Your objective
Transcribe all of the entries below exactly. Leave out the pictures.

--------

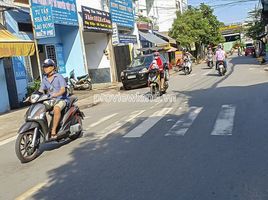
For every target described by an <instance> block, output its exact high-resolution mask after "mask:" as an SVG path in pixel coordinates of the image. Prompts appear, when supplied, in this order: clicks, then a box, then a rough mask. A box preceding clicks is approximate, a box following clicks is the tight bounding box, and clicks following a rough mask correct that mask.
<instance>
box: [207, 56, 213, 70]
mask: <svg viewBox="0 0 268 200" xmlns="http://www.w3.org/2000/svg"><path fill="white" fill-rule="evenodd" d="M207 65H208V67H209V68H212V67H213V56H212V55H208V58H207Z"/></svg>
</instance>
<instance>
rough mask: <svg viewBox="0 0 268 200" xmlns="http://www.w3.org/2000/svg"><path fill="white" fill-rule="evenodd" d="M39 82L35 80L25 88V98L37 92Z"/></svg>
mask: <svg viewBox="0 0 268 200" xmlns="http://www.w3.org/2000/svg"><path fill="white" fill-rule="evenodd" d="M40 84H41V82H40V80H35V81H34V82H32V83H30V84H29V85H28V86H27V94H26V96H27V97H28V96H30V95H31V94H32V93H33V92H34V91H36V90H38V89H39V88H40Z"/></svg>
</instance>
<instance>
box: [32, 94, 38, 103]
mask: <svg viewBox="0 0 268 200" xmlns="http://www.w3.org/2000/svg"><path fill="white" fill-rule="evenodd" d="M39 97H40V96H39V95H38V94H32V95H31V97H30V102H31V103H36V102H37V101H38V99H39Z"/></svg>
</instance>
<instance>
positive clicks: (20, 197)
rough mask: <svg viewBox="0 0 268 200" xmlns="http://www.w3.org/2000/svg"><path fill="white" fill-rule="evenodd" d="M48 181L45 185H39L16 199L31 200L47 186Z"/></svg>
mask: <svg viewBox="0 0 268 200" xmlns="http://www.w3.org/2000/svg"><path fill="white" fill-rule="evenodd" d="M47 185H48V181H45V182H43V183H39V184H37V185H36V186H34V187H32V188H31V189H29V190H27V191H26V192H24V193H23V194H22V195H20V196H18V197H17V198H15V200H26V199H29V197H31V196H33V195H34V194H35V193H36V192H38V191H39V190H40V189H41V188H42V187H44V186H47Z"/></svg>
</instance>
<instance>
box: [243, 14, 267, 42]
mask: <svg viewBox="0 0 268 200" xmlns="http://www.w3.org/2000/svg"><path fill="white" fill-rule="evenodd" d="M248 14H249V18H251V21H249V22H248V24H247V28H246V36H248V37H250V38H252V39H254V40H256V39H257V38H258V37H259V36H260V35H262V34H263V33H264V31H265V23H264V21H263V20H261V15H262V10H261V9H255V10H253V11H250V12H249V13H248Z"/></svg>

--------

Answer to this exercise
For every target described by an <instance> block, output its exact high-resolution mask after "mask:" as an SVG path in pixel coordinates of the image. Prompts appear, when supplied, in this order: clicks, then a box, then a rough mask. A box preceding clicks is approximate, a box following clicks is the tight bounding box, and clicks following a rough mask correct that mask.
<instance>
box: [207, 56, 213, 70]
mask: <svg viewBox="0 0 268 200" xmlns="http://www.w3.org/2000/svg"><path fill="white" fill-rule="evenodd" d="M207 65H208V67H209V68H212V67H213V56H212V55H208V58H207Z"/></svg>
</instance>
<instance>
rough mask: <svg viewBox="0 0 268 200" xmlns="http://www.w3.org/2000/svg"><path fill="white" fill-rule="evenodd" d="M39 82L35 80L25 88V98L37 92Z"/></svg>
mask: <svg viewBox="0 0 268 200" xmlns="http://www.w3.org/2000/svg"><path fill="white" fill-rule="evenodd" d="M40 84H41V82H40V80H35V81H34V82H32V83H30V84H29V85H28V86H27V94H26V96H27V97H28V96H30V95H31V94H32V93H33V92H34V91H36V90H38V89H39V88H40Z"/></svg>
</instance>
<instance>
box: [32, 94, 38, 103]
mask: <svg viewBox="0 0 268 200" xmlns="http://www.w3.org/2000/svg"><path fill="white" fill-rule="evenodd" d="M39 97H40V96H39V95H38V94H32V95H31V97H30V102H31V103H36V102H37V101H38V99H39Z"/></svg>
</instance>
<instance>
positive clicks: (20, 197)
rough mask: <svg viewBox="0 0 268 200" xmlns="http://www.w3.org/2000/svg"><path fill="white" fill-rule="evenodd" d="M48 181L45 185H39L16 199L31 200L47 186Z"/></svg>
mask: <svg viewBox="0 0 268 200" xmlns="http://www.w3.org/2000/svg"><path fill="white" fill-rule="evenodd" d="M47 185H48V181H45V182H43V183H39V184H37V185H36V186H34V187H32V188H31V189H29V190H27V191H26V192H24V193H23V194H22V195H20V196H18V197H17V198H15V200H26V199H29V197H31V196H33V195H34V194H35V193H36V192H38V191H39V190H40V189H41V188H42V187H44V186H47Z"/></svg>
</instance>
<instance>
box: [243, 14, 267, 42]
mask: <svg viewBox="0 0 268 200" xmlns="http://www.w3.org/2000/svg"><path fill="white" fill-rule="evenodd" d="M248 14H249V18H251V21H249V22H248V24H247V28H246V36H248V37H250V38H252V39H254V40H256V39H257V38H258V37H259V36H260V35H262V34H263V33H264V31H265V23H264V21H263V20H261V15H262V10H261V9H255V10H253V11H250V12H249V13H248Z"/></svg>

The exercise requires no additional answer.